◆ Coordinate labeling data:
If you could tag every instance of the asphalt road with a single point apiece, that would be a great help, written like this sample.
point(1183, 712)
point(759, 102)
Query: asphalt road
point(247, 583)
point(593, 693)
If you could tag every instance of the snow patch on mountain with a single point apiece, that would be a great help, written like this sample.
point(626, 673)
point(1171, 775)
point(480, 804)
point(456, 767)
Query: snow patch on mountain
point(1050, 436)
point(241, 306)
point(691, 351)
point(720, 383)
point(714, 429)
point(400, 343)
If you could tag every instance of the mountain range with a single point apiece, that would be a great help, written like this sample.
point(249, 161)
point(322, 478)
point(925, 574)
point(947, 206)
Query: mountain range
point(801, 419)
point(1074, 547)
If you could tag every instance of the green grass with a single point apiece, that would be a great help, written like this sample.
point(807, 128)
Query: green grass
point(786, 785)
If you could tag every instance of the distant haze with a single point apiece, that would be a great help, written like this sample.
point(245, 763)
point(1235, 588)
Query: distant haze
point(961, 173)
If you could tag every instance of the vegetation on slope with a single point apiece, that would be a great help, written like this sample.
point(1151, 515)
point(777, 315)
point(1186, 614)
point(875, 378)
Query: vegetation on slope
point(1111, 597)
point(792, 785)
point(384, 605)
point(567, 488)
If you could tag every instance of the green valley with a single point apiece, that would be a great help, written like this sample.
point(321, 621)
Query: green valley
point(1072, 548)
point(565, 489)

◆ Task requirements: Return, word for word, every line of the listing from the one containing "If you could tag every instance of the green valley" through the last line, both ends included.

◆ Answer for the task:
If you could tag every instance of the green valley with a single point apiece, that would be a great help, written like this sample.
point(321, 621)
Query: green valley
point(1072, 548)
point(565, 489)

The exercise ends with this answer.